Beginning at the line that contains "# return x and", write out each remaining line of the entries below exactly as it stands.

□ □ □

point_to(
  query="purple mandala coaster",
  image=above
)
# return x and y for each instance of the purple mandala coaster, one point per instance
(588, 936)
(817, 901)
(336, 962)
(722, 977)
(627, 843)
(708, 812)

□ □ □

### Exercise output
# return x and y for each instance of the purple mandala coaster, one point per instance
(588, 936)
(817, 901)
(336, 962)
(722, 977)
(627, 843)
(708, 812)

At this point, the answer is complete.